--- START OF Given records ---
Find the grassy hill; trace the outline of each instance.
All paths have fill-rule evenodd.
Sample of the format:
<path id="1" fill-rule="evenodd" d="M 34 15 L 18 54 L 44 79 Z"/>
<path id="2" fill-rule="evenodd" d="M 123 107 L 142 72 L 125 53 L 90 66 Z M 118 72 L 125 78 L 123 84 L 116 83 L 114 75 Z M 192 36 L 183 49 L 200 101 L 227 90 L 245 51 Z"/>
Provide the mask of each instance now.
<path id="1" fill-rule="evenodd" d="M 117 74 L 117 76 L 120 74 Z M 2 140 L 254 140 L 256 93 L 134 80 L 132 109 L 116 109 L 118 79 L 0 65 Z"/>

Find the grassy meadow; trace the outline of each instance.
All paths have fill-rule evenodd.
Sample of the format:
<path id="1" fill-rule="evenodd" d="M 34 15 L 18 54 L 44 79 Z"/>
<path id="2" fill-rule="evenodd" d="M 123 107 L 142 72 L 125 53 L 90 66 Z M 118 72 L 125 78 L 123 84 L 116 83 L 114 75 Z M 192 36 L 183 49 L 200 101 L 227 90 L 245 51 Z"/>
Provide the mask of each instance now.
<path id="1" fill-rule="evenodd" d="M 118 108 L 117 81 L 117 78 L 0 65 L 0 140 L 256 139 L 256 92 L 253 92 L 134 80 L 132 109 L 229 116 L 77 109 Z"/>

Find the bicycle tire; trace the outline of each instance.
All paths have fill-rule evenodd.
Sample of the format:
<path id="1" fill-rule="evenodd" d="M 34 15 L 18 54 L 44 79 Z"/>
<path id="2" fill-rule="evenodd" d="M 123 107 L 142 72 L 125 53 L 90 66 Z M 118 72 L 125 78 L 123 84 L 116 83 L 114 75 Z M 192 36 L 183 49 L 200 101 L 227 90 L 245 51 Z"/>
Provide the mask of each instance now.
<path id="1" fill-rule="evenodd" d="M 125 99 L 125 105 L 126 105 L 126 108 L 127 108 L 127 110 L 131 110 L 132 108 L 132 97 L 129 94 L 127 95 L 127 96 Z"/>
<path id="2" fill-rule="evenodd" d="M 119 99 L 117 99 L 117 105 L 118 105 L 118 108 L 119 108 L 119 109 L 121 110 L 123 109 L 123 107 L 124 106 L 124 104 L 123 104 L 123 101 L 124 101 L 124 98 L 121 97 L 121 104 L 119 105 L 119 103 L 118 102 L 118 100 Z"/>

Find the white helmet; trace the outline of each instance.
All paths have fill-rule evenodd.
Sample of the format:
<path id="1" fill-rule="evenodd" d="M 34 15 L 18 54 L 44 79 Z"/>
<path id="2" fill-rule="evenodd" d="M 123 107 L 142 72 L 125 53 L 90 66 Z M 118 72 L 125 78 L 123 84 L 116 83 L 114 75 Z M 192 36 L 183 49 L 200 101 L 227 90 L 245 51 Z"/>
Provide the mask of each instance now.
--- END OF Given records ---
• Requirements: Copy every row above word for word, with nothing changed, left out, or added.

• Output for this task:
Find the grassy hill; trace the outline of each instance.
All paths have fill-rule evenodd.
Sample of the format:
<path id="1" fill-rule="evenodd" d="M 34 15 L 18 54 L 44 79 Z"/>
<path id="2" fill-rule="evenodd" d="M 123 107 L 142 72 L 125 53 L 90 66 Z M 118 72 L 125 78 L 123 84 L 116 83 L 114 75 Z M 192 36 L 183 49 L 200 101 L 227 90 L 245 51 Z"/>
Provide the mask of each instance now.
<path id="1" fill-rule="evenodd" d="M 117 74 L 117 76 L 120 74 Z M 2 140 L 254 140 L 256 93 L 134 80 L 132 109 L 116 109 L 118 79 L 0 65 Z"/>

Find the grassy meadow; trace the outline of each instance.
All paths have fill-rule evenodd.
Sample of the format:
<path id="1" fill-rule="evenodd" d="M 34 15 L 18 54 L 44 79 Z"/>
<path id="2" fill-rule="evenodd" d="M 123 107 L 142 72 L 125 53 L 90 66 Z M 118 72 L 125 78 L 123 84 L 116 83 L 114 75 Z M 192 36 L 183 49 L 200 101 L 227 90 L 245 51 Z"/>
Provide the mask of each instance now.
<path id="1" fill-rule="evenodd" d="M 118 108 L 117 81 L 117 78 L 0 65 L 0 140 L 256 139 L 256 92 L 253 92 L 134 80 L 132 109 L 229 116 L 77 109 Z"/>

Find the bicycle tire; trace the outline of each instance.
All paths have fill-rule evenodd.
Sample of the format:
<path id="1" fill-rule="evenodd" d="M 34 15 L 18 54 L 44 79 Z"/>
<path id="2" fill-rule="evenodd" d="M 123 107 L 142 72 L 125 53 L 90 66 Z M 118 72 L 125 78 L 123 84 L 116 83 L 114 75 Z M 192 36 L 183 49 L 200 101 L 227 90 L 245 51 Z"/>
Provide the mask of each instance now.
<path id="1" fill-rule="evenodd" d="M 125 99 L 125 105 L 126 105 L 126 108 L 127 108 L 127 110 L 131 110 L 132 108 L 132 97 L 129 94 L 127 95 L 127 96 Z"/>
<path id="2" fill-rule="evenodd" d="M 119 99 L 117 99 L 117 105 L 118 105 L 118 108 L 119 108 L 119 109 L 121 110 L 123 109 L 123 107 L 124 106 L 124 104 L 123 104 L 123 101 L 124 101 L 124 98 L 121 97 L 121 104 L 119 105 L 119 103 L 118 102 L 118 100 Z"/>

Find the white helmet; trace the outline of each instance.
All paths have fill-rule evenodd.
Sample of the format:
<path id="1" fill-rule="evenodd" d="M 34 15 L 18 54 L 44 79 Z"/>
<path id="2" fill-rule="evenodd" d="M 123 107 L 142 72 L 125 53 L 90 66 Z M 118 72 L 125 78 L 123 84 L 116 83 L 114 75 Z M 192 36 L 183 49 L 200 101 L 227 90 L 245 51 Z"/>
Provide the mask of each instance now.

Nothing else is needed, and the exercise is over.